*** Input Section Begins ***

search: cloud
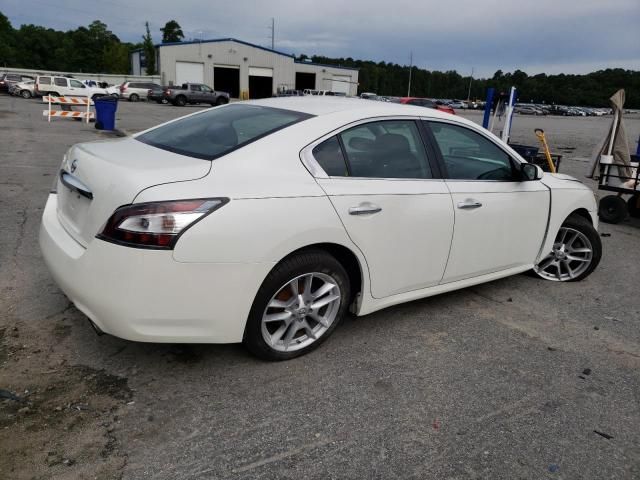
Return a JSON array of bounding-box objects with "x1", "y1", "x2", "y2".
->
[{"x1": 4, "y1": 0, "x2": 639, "y2": 77}]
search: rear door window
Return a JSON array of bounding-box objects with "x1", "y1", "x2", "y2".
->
[
  {"x1": 339, "y1": 120, "x2": 433, "y2": 179},
  {"x1": 39, "y1": 77, "x2": 51, "y2": 85},
  {"x1": 54, "y1": 78, "x2": 67, "y2": 87},
  {"x1": 136, "y1": 104, "x2": 312, "y2": 160}
]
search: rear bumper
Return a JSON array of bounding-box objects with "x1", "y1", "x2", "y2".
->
[{"x1": 39, "y1": 194, "x2": 274, "y2": 343}]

*** Input Section Ends ***

> [What you should do] Every entry is to be transcribed exactly, but the pictures are to be left out.

> [Answer box]
search: cloud
Return a JSON array of bounding-box objects with "x1", "y1", "x2", "y2".
->
[{"x1": 4, "y1": 0, "x2": 639, "y2": 77}]
search: rear door window
Return a JSON array of bounding-box objects with "x1", "y1", "x2", "y2".
->
[
  {"x1": 339, "y1": 120, "x2": 433, "y2": 179},
  {"x1": 39, "y1": 77, "x2": 51, "y2": 85},
  {"x1": 54, "y1": 78, "x2": 67, "y2": 87},
  {"x1": 136, "y1": 104, "x2": 312, "y2": 160}
]
search: rear bumper
Return a JSON array of bounding-box objects with "x1", "y1", "x2", "y2".
->
[{"x1": 39, "y1": 194, "x2": 274, "y2": 343}]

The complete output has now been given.